ACTIVITY: Word for word, reproduce the data that follows.

Dataset entries:
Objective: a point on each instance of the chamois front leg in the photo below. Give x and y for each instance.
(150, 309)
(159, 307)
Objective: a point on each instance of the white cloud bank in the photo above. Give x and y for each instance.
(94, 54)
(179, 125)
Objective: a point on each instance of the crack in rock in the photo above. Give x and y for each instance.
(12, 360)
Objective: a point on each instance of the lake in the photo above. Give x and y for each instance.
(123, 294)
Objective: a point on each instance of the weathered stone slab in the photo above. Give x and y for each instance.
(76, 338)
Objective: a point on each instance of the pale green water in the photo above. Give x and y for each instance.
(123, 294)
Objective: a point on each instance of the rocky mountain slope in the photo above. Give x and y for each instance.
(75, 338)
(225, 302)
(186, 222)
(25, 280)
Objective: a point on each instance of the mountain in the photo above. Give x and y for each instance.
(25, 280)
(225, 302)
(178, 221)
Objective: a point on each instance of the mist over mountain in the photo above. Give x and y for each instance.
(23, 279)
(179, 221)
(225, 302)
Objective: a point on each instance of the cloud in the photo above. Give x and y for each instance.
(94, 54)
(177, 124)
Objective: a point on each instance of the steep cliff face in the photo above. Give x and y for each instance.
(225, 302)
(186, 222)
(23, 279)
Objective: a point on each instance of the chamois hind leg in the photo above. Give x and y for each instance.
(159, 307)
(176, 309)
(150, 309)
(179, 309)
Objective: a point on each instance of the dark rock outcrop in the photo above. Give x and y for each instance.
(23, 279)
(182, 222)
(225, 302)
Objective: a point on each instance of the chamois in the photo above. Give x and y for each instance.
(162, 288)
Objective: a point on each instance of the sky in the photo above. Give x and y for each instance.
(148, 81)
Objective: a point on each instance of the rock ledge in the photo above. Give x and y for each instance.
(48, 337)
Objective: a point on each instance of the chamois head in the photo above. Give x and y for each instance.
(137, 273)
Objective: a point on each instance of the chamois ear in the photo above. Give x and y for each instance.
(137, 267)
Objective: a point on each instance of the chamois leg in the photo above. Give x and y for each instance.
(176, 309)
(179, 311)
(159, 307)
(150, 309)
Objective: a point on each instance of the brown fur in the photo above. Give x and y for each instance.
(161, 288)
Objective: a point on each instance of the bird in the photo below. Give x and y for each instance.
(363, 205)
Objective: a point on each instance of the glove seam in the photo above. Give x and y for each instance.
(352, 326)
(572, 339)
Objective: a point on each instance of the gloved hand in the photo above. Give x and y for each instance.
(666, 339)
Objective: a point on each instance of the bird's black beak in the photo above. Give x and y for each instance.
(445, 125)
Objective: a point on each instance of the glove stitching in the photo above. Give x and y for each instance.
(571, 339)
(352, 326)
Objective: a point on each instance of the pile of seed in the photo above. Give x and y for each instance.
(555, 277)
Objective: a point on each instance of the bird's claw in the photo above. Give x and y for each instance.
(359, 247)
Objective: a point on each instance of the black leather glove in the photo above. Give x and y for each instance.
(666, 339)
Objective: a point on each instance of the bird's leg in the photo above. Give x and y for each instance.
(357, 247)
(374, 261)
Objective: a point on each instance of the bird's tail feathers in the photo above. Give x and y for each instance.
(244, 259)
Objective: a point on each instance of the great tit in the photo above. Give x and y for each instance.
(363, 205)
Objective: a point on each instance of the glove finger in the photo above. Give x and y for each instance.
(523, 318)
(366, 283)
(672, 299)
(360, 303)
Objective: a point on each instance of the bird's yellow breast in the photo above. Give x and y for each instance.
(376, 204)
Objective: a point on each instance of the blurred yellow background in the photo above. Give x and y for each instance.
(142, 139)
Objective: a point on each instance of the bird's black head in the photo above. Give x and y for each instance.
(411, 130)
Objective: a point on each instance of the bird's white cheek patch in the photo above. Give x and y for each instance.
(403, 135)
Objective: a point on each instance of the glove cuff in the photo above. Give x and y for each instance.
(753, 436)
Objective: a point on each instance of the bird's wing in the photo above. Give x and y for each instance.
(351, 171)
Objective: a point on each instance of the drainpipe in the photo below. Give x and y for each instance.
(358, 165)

PROBLEM SOLUTION:
Objective: a point on each instance of the chamois front leg in the photo below. Give x and y for each instance.
(150, 309)
(159, 307)
Objective: a point on each instance of the white cloud bank in the photo above. Give x and y for each instance.
(94, 54)
(179, 125)
Objective: a point on each instance of the crack in rock in the photo above. Give x and y for each instance.
(12, 360)
Objective: a point on each instance of the lake in the photo above. Give x and y for each instance.
(123, 294)
Objective: a point on each instance of the weathered stone slab in the photo above. Give x and y for each instance.
(76, 338)
Objective: a point on each instance of the pale green water in the photo above. Give x and y for each instance.
(123, 294)
Objective: a point on each instance of the rocky mountain slope in the photo above. Give x and y for each instance.
(75, 338)
(225, 302)
(186, 222)
(25, 280)
Objective: a point on each instance of the mountain in the photo above. Give x and y for each instance.
(25, 280)
(225, 302)
(178, 221)
Objective: a point on each instance of the mist over mountain in the photo above. Give x and y for each instance.
(23, 279)
(179, 221)
(225, 302)
Objective: a point on each instance of the cloud in the photo above. Give x and y for each instance.
(94, 54)
(177, 124)
Objective: a point on each instance of the steep cliff face in the photo above. Give x and y for each instance.
(225, 302)
(186, 222)
(23, 279)
Objective: a point on each instance of the chamois hind leg in the photo above. Give x and y for each instance.
(159, 307)
(176, 309)
(150, 309)
(179, 309)
Objective: a point on each instance of the dark rock outcrop in the photo above. Give x and y for each instance.
(23, 279)
(182, 222)
(225, 302)
Objective: a point on each instance of the chamois in the photo above. Give x and y for each instance.
(162, 288)
Objective: a point on each instance of the sky in the photo above. Give x and y for each instance.
(148, 81)
Objective: a point on each instance of the rock ledge in the photo above. Give x and y for each instance.
(48, 337)
Objective: a point on each instance of the chamois head in the photo above. Give x and y for each instance.
(137, 273)
Objective: a point on each instance of the chamois ear in the photo above. Give x and y for each instance.
(137, 267)
Objective: a point on each instance of the chamois leg in the photo above. Give x and y for each instance.
(176, 309)
(179, 311)
(159, 307)
(150, 309)
Objective: a point on each instance of the brown fur in the photo above. Give x and y for each instance.
(161, 288)
Objective: a point on each instance of the bird in the photo below. Give x and y for each instance.
(363, 205)
Objective: a point on each instance of the glove seam in the photo above. Give x and y for each instance.
(352, 326)
(572, 339)
Objective: a point on each instance of the gloved hand in the photo above. Give x and y for each instance.
(666, 339)
Objective: a point on each instance of the bird's black beak in the photo above. Give x and y for each instance.
(445, 125)
Objective: a point on each instance of the glove stitching in the photo above. Give x and y for each instance.
(571, 339)
(352, 326)
Objective: a point on each instance of the pile of seed in the photo above. Give x and y for each instance.
(555, 277)
Objective: a point on each instance of the bird's claw in the photo above. Give x and y for each instance.
(359, 247)
Objective: a point on each instance of the black leather glove in the photo above. Give x and y for each instance.
(666, 339)
Objective: a point on each instance of the bird's leg in the photo above. Give x and y for each instance.
(357, 247)
(374, 261)
Objective: a point on each instance of the bird's tail feathers in the photo above. Give x and y for each instance.
(244, 259)
Objective: a point on each instance of the great tit in the photo above. Give x and y for each instance.
(363, 205)
Objective: a point on each instance of the glove finger in the photo above. Give x and y for each instance.
(523, 318)
(366, 283)
(672, 299)
(360, 303)
Objective: a point on each instance of the bird's yellow breast in the photo above. Give x and y for each instance.
(376, 204)
Objective: a point on each instance of the blurred yellow background in the photo above. Give x and y for each instance.
(142, 139)
Objective: a point on each instance of the bird's black head in the photo above. Give x and y for each instance.
(411, 130)
Objective: a point on each instance of the bird's white cheek patch in the photo above. Give x and y for each instance.
(403, 135)
Objective: a point on each instance of the glove cuff in the photo above. Give x and y for each instance.
(753, 436)
Objective: a point on each instance of the bird's wing in the photo above. Give x and y for each instance.
(351, 171)
Objective: a point on each instance of the drainpipe in the photo below. Give x and y for each instance.
(358, 165)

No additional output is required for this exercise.